* GIVEN EXERCISE
Count the lines in the entries below that contain the word "blue". Give only the number.
________________
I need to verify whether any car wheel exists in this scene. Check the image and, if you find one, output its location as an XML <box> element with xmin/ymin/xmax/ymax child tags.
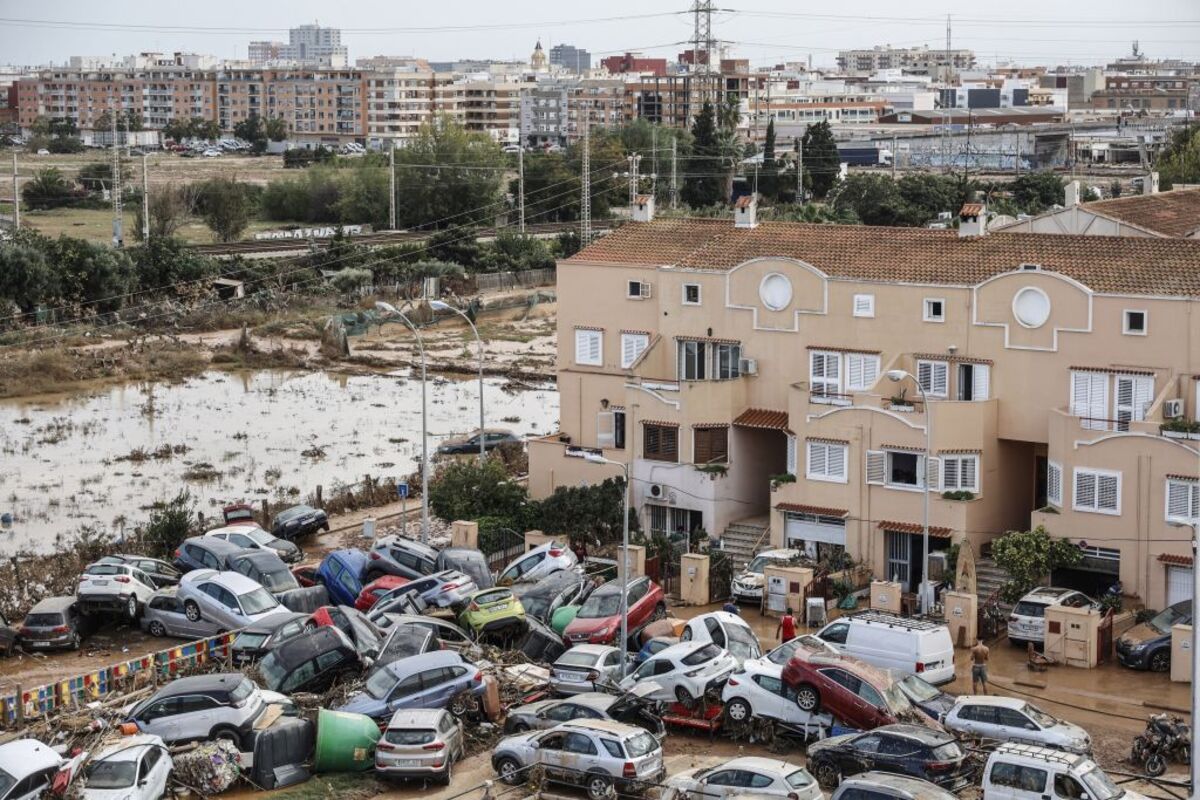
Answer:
<box><xmin>796</xmin><ymin>684</ymin><xmax>821</xmax><ymax>714</ymax></box>
<box><xmin>496</xmin><ymin>756</ymin><xmax>522</xmax><ymax>786</ymax></box>
<box><xmin>725</xmin><ymin>697</ymin><xmax>752</xmax><ymax>722</ymax></box>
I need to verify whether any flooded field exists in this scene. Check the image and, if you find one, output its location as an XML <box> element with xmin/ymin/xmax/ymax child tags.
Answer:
<box><xmin>0</xmin><ymin>371</ymin><xmax>558</xmax><ymax>555</ymax></box>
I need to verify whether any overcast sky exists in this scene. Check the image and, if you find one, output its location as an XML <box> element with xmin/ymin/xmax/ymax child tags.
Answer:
<box><xmin>0</xmin><ymin>0</ymin><xmax>1200</xmax><ymax>66</ymax></box>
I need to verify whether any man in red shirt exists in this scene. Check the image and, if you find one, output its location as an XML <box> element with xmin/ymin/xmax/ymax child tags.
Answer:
<box><xmin>775</xmin><ymin>606</ymin><xmax>796</xmax><ymax>644</ymax></box>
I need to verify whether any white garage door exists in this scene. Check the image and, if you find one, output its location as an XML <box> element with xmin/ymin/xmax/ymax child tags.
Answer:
<box><xmin>1166</xmin><ymin>566</ymin><xmax>1193</xmax><ymax>606</ymax></box>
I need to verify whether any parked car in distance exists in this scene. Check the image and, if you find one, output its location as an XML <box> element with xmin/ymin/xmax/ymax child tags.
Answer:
<box><xmin>434</xmin><ymin>547</ymin><xmax>496</xmax><ymax>589</ymax></box>
<box><xmin>258</xmin><ymin>625</ymin><xmax>362</xmax><ymax>694</ymax></box>
<box><xmin>376</xmin><ymin>709</ymin><xmax>467</xmax><ymax>786</ymax></box>
<box><xmin>983</xmin><ymin>742</ymin><xmax>1148</xmax><ymax>800</ymax></box>
<box><xmin>271</xmin><ymin>505</ymin><xmax>329</xmax><ymax>540</ymax></box>
<box><xmin>1116</xmin><ymin>600</ymin><xmax>1192</xmax><ymax>672</ymax></box>
<box><xmin>620</xmin><ymin>642</ymin><xmax>738</xmax><ymax>703</ymax></box>
<box><xmin>126</xmin><ymin>672</ymin><xmax>264</xmax><ymax>748</ymax></box>
<box><xmin>204</xmin><ymin>525</ymin><xmax>304</xmax><ymax>564</ymax></box>
<box><xmin>17</xmin><ymin>597</ymin><xmax>85</xmax><ymax>650</ymax></box>
<box><xmin>563</xmin><ymin>577</ymin><xmax>667</xmax><ymax>644</ymax></box>
<box><xmin>496</xmin><ymin>542</ymin><xmax>580</xmax><ymax>585</ymax></box>
<box><xmin>366</xmin><ymin>536</ymin><xmax>438</xmax><ymax>581</ymax></box>
<box><xmin>662</xmin><ymin>756</ymin><xmax>824</xmax><ymax>800</ymax></box>
<box><xmin>942</xmin><ymin>694</ymin><xmax>1092</xmax><ymax>756</ymax></box>
<box><xmin>317</xmin><ymin>549</ymin><xmax>367</xmax><ymax>606</ymax></box>
<box><xmin>458</xmin><ymin>587</ymin><xmax>526</xmax><ymax>636</ymax></box>
<box><xmin>176</xmin><ymin>570</ymin><xmax>288</xmax><ymax>631</ymax></box>
<box><xmin>817</xmin><ymin>610</ymin><xmax>954</xmax><ymax>686</ymax></box>
<box><xmin>354</xmin><ymin>575</ymin><xmax>408</xmax><ymax>612</ymax></box>
<box><xmin>829</xmin><ymin>772</ymin><xmax>959</xmax><ymax>800</ymax></box>
<box><xmin>83</xmin><ymin>734</ymin><xmax>173</xmax><ymax>800</ymax></box>
<box><xmin>438</xmin><ymin>428</ymin><xmax>521</xmax><ymax>456</ymax></box>
<box><xmin>809</xmin><ymin>724</ymin><xmax>972</xmax><ymax>792</ymax></box>
<box><xmin>337</xmin><ymin>650</ymin><xmax>484</xmax><ymax>720</ymax></box>
<box><xmin>76</xmin><ymin>563</ymin><xmax>156</xmax><ymax>621</ymax></box>
<box><xmin>550</xmin><ymin>644</ymin><xmax>628</xmax><ymax>694</ymax></box>
<box><xmin>96</xmin><ymin>554</ymin><xmax>180</xmax><ymax>589</ymax></box>
<box><xmin>679</xmin><ymin>612</ymin><xmax>762</xmax><ymax>667</ymax></box>
<box><xmin>138</xmin><ymin>587</ymin><xmax>221</xmax><ymax>639</ymax></box>
<box><xmin>730</xmin><ymin>549</ymin><xmax>802</xmax><ymax>604</ymax></box>
<box><xmin>781</xmin><ymin>648</ymin><xmax>923</xmax><ymax>730</ymax></box>
<box><xmin>492</xmin><ymin>720</ymin><xmax>666</xmax><ymax>800</ymax></box>
<box><xmin>504</xmin><ymin>682</ymin><xmax>667</xmax><ymax>741</ymax></box>
<box><xmin>1008</xmin><ymin>587</ymin><xmax>1092</xmax><ymax>646</ymax></box>
<box><xmin>229</xmin><ymin>612</ymin><xmax>308</xmax><ymax>667</ymax></box>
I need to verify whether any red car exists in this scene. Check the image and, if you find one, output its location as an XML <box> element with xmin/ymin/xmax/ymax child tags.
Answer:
<box><xmin>782</xmin><ymin>648</ymin><xmax>937</xmax><ymax>730</ymax></box>
<box><xmin>563</xmin><ymin>578</ymin><xmax>667</xmax><ymax>646</ymax></box>
<box><xmin>354</xmin><ymin>575</ymin><xmax>408</xmax><ymax>612</ymax></box>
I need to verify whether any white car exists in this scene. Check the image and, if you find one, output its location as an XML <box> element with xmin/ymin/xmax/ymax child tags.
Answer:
<box><xmin>1008</xmin><ymin>587</ymin><xmax>1092</xmax><ymax>645</ymax></box>
<box><xmin>942</xmin><ymin>694</ymin><xmax>1092</xmax><ymax>756</ymax></box>
<box><xmin>730</xmin><ymin>549</ymin><xmax>803</xmax><ymax>603</ymax></box>
<box><xmin>662</xmin><ymin>756</ymin><xmax>824</xmax><ymax>800</ymax></box>
<box><xmin>620</xmin><ymin>642</ymin><xmax>738</xmax><ymax>703</ymax></box>
<box><xmin>679</xmin><ymin>612</ymin><xmax>762</xmax><ymax>667</ymax></box>
<box><xmin>83</xmin><ymin>734</ymin><xmax>173</xmax><ymax>800</ymax></box>
<box><xmin>721</xmin><ymin>660</ymin><xmax>833</xmax><ymax>729</ymax></box>
<box><xmin>76</xmin><ymin>561</ymin><xmax>157</xmax><ymax>620</ymax></box>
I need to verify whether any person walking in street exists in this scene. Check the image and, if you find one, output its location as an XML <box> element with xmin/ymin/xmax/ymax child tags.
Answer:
<box><xmin>971</xmin><ymin>639</ymin><xmax>991</xmax><ymax>694</ymax></box>
<box><xmin>775</xmin><ymin>606</ymin><xmax>796</xmax><ymax>644</ymax></box>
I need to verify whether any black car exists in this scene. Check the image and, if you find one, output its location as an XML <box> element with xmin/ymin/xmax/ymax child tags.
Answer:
<box><xmin>434</xmin><ymin>547</ymin><xmax>496</xmax><ymax>589</ymax></box>
<box><xmin>258</xmin><ymin>625</ymin><xmax>362</xmax><ymax>694</ymax></box>
<box><xmin>229</xmin><ymin>612</ymin><xmax>308</xmax><ymax>667</ymax></box>
<box><xmin>1116</xmin><ymin>600</ymin><xmax>1192</xmax><ymax>672</ymax></box>
<box><xmin>271</xmin><ymin>506</ymin><xmax>329</xmax><ymax>539</ymax></box>
<box><xmin>809</xmin><ymin>724</ymin><xmax>973</xmax><ymax>790</ymax></box>
<box><xmin>96</xmin><ymin>553</ymin><xmax>180</xmax><ymax>589</ymax></box>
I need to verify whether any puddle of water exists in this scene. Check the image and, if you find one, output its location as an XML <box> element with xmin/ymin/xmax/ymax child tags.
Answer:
<box><xmin>0</xmin><ymin>371</ymin><xmax>558</xmax><ymax>555</ymax></box>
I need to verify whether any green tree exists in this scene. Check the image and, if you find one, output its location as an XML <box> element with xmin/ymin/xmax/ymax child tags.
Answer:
<box><xmin>679</xmin><ymin>102</ymin><xmax>728</xmax><ymax>209</ymax></box>
<box><xmin>803</xmin><ymin>120</ymin><xmax>841</xmax><ymax>198</ymax></box>
<box><xmin>991</xmin><ymin>525</ymin><xmax>1084</xmax><ymax>603</ymax></box>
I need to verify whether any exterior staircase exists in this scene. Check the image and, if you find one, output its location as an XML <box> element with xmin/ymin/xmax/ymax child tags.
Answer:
<box><xmin>721</xmin><ymin>519</ymin><xmax>770</xmax><ymax>575</ymax></box>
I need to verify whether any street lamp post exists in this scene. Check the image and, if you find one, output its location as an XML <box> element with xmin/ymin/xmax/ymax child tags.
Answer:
<box><xmin>887</xmin><ymin>369</ymin><xmax>934</xmax><ymax>614</ymax></box>
<box><xmin>1166</xmin><ymin>519</ymin><xmax>1200</xmax><ymax>796</ymax></box>
<box><xmin>430</xmin><ymin>300</ymin><xmax>487</xmax><ymax>464</ymax></box>
<box><xmin>583</xmin><ymin>453</ymin><xmax>630</xmax><ymax>679</ymax></box>
<box><xmin>376</xmin><ymin>300</ymin><xmax>430</xmax><ymax>542</ymax></box>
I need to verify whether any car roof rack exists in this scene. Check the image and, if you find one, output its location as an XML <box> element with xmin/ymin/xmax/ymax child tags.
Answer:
<box><xmin>848</xmin><ymin>609</ymin><xmax>946</xmax><ymax>631</ymax></box>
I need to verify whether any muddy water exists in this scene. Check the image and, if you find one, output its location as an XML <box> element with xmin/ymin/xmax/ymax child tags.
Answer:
<box><xmin>0</xmin><ymin>371</ymin><xmax>558</xmax><ymax>555</ymax></box>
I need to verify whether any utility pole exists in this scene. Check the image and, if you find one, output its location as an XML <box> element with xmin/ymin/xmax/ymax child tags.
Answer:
<box><xmin>388</xmin><ymin>139</ymin><xmax>396</xmax><ymax>230</ymax></box>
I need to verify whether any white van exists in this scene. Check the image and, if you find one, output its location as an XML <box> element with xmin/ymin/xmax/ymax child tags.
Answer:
<box><xmin>817</xmin><ymin>610</ymin><xmax>954</xmax><ymax>686</ymax></box>
<box><xmin>983</xmin><ymin>744</ymin><xmax>1148</xmax><ymax>800</ymax></box>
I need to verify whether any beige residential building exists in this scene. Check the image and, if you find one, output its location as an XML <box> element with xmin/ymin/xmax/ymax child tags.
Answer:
<box><xmin>529</xmin><ymin>203</ymin><xmax>1200</xmax><ymax>608</ymax></box>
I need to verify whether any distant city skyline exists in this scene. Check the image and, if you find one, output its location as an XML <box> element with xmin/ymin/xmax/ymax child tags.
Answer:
<box><xmin>0</xmin><ymin>0</ymin><xmax>1200</xmax><ymax>66</ymax></box>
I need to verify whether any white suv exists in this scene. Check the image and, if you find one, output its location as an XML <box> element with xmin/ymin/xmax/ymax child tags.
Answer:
<box><xmin>76</xmin><ymin>563</ymin><xmax>157</xmax><ymax>620</ymax></box>
<box><xmin>1008</xmin><ymin>587</ymin><xmax>1092</xmax><ymax>644</ymax></box>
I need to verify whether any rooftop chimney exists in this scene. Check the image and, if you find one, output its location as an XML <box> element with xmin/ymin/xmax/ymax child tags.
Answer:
<box><xmin>630</xmin><ymin>194</ymin><xmax>654</xmax><ymax>222</ymax></box>
<box><xmin>959</xmin><ymin>203</ymin><xmax>988</xmax><ymax>236</ymax></box>
<box><xmin>733</xmin><ymin>194</ymin><xmax>758</xmax><ymax>228</ymax></box>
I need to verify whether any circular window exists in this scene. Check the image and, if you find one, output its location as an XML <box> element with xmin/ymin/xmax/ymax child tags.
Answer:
<box><xmin>1013</xmin><ymin>287</ymin><xmax>1050</xmax><ymax>327</ymax></box>
<box><xmin>758</xmin><ymin>272</ymin><xmax>792</xmax><ymax>311</ymax></box>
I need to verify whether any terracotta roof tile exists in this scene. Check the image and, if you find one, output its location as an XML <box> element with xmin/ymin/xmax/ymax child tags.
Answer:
<box><xmin>733</xmin><ymin>408</ymin><xmax>787</xmax><ymax>431</ymax></box>
<box><xmin>1084</xmin><ymin>190</ymin><xmax>1200</xmax><ymax>239</ymax></box>
<box><xmin>564</xmin><ymin>219</ymin><xmax>1200</xmax><ymax>296</ymax></box>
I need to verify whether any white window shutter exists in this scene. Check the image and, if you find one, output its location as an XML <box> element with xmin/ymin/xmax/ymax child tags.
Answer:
<box><xmin>971</xmin><ymin>363</ymin><xmax>991</xmax><ymax>401</ymax></box>
<box><xmin>866</xmin><ymin>450</ymin><xmax>888</xmax><ymax>486</ymax></box>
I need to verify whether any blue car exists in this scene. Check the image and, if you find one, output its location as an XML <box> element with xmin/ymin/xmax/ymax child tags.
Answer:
<box><xmin>317</xmin><ymin>549</ymin><xmax>368</xmax><ymax>606</ymax></box>
<box><xmin>337</xmin><ymin>650</ymin><xmax>484</xmax><ymax>720</ymax></box>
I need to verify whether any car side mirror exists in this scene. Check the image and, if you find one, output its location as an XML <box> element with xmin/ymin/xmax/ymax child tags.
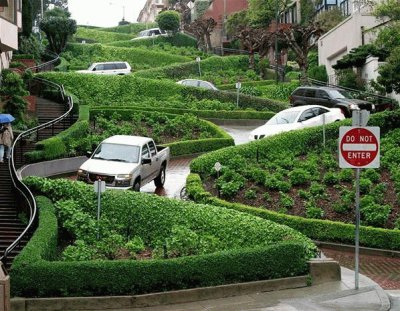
________________
* RESULT OF THE EXERCISE
1